** start Text section **
Framework knitters lived a very hand-to-mouth existence. Whether the framework knitter worked on a loom in his home, or on one in a tiny factory, he had to pay rent on the loom; they were too expensive to buy. The framework knitting loom had been invented in 1589 for the mass production of an essential commodity--stockings, and framework knitters were known as "stockingers". Not only did framework knitters have to rent the means of their production, they often paid for the production materials. Although the entire family would be enlisted in producing stockings, it was nearly impossible to ever get ahead. Because they lived life at the edge of economic ruin, the phrase "as poor as a stockinger" became a Victorian insult.
The framework knitting loom gave rise to the Nottingham textile industry, and Nottingham lace became a product known and desired world-wide. Yet the textile boom that began in the early 1800's in Nottingham, was only a boom for the factory owners, who steadily added to their wealth while framework knitters wages declined by 30 percent between the early 1800's-1830.
** end Text section **
** start Dataset content **
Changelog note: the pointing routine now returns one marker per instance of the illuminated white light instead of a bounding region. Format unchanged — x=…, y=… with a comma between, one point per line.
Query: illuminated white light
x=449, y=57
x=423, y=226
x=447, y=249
** end Dataset content **
• [Problem description]:
Answer these questions using the passage on framework knitters.
1. In what year was the framework knitting loom invented?
2. What phrase became a Victorian insult?
3. By what percentage did framework knitters' wages decline between the early 1800's and 1830?

• [Solution for this exercise]:
1. 1589
2. "as poor as a stockinger"
3. 30 percent